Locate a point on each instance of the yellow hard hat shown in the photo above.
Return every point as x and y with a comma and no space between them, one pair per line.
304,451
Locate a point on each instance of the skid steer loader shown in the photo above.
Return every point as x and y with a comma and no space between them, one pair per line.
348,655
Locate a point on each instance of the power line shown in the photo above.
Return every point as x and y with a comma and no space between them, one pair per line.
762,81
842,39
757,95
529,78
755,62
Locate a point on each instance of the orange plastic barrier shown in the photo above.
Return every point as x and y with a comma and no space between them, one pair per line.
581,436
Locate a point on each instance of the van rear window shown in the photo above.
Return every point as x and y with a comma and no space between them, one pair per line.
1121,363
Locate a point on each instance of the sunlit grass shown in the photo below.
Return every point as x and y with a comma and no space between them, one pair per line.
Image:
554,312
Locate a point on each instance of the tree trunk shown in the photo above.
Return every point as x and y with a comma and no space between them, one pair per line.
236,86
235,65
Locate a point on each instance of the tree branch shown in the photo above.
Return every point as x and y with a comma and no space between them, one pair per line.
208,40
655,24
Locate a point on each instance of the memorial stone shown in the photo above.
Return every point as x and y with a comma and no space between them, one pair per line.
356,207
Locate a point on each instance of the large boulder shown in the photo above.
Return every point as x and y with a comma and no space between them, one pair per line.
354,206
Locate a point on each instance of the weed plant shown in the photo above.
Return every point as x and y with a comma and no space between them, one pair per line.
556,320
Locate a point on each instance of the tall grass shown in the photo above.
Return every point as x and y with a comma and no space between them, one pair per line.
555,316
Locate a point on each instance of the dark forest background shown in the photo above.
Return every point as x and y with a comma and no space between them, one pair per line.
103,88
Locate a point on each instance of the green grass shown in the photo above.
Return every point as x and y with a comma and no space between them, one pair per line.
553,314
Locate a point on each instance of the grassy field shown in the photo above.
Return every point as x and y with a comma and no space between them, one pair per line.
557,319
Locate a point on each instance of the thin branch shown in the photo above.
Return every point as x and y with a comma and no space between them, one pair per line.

● ● ● ●

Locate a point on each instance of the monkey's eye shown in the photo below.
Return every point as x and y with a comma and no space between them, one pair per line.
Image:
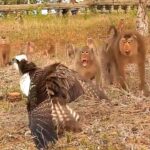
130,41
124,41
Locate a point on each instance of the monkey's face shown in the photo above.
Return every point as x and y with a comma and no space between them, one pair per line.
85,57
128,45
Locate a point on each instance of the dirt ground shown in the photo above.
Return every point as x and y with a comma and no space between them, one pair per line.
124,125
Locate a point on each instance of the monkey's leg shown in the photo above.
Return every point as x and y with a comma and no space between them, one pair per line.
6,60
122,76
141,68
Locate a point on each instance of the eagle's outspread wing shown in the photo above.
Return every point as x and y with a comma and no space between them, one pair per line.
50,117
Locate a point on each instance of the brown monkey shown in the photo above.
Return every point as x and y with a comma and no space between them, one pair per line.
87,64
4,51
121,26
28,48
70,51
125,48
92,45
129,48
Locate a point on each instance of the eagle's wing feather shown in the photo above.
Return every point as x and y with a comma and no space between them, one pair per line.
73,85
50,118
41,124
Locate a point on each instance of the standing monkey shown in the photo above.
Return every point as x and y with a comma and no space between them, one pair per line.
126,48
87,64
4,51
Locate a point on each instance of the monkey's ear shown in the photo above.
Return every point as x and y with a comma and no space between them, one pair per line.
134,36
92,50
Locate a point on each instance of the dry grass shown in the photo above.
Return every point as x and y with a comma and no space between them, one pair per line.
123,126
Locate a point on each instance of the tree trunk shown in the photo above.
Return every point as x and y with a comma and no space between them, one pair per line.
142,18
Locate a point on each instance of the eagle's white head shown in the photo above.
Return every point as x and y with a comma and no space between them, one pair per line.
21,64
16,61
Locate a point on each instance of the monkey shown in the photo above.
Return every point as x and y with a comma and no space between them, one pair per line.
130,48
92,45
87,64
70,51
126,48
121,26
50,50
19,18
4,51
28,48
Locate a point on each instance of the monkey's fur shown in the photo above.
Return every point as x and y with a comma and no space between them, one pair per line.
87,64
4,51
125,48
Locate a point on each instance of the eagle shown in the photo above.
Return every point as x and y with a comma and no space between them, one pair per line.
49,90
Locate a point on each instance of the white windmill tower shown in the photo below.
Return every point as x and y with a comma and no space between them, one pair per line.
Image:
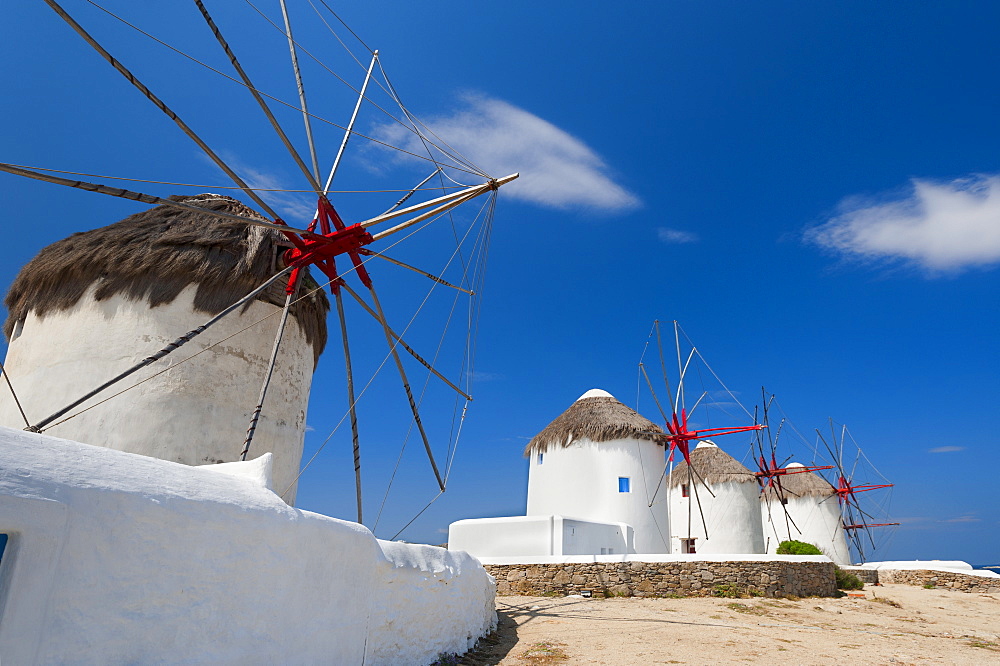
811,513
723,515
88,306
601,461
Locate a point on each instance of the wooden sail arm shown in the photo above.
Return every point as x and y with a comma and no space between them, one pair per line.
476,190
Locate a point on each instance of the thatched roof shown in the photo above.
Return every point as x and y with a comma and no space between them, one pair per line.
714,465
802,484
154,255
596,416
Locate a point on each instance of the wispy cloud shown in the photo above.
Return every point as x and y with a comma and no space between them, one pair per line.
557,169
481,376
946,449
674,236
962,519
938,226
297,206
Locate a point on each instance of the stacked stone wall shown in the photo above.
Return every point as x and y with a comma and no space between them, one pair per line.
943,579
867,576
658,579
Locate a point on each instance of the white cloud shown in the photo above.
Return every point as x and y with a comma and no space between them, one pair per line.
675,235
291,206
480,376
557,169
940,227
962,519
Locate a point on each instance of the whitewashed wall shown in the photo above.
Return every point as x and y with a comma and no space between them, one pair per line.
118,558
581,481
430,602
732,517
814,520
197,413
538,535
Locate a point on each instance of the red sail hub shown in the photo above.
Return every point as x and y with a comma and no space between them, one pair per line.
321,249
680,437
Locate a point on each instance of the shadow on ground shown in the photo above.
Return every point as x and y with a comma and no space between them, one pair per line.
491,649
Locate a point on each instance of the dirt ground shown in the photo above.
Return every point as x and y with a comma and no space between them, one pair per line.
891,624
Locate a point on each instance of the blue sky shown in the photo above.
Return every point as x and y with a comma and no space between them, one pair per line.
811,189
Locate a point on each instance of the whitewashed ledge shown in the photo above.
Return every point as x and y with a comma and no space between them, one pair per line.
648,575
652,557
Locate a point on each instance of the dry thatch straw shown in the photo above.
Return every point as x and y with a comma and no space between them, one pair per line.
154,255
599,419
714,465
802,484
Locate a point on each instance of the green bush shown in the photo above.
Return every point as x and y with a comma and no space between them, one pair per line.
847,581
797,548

● ● ● ●

* TASK ITEM:
Each line with the word "below" in the records above belongs in the result; copy all of them.

* REPLY TO THE TASK:
Locate a point on each instance of the sunlit grass shown in the photo below.
Locate a point on each instance of the monkey's eye shown in the photo below.
Locate a point on each instance of the white windmill tower shown in the photo below.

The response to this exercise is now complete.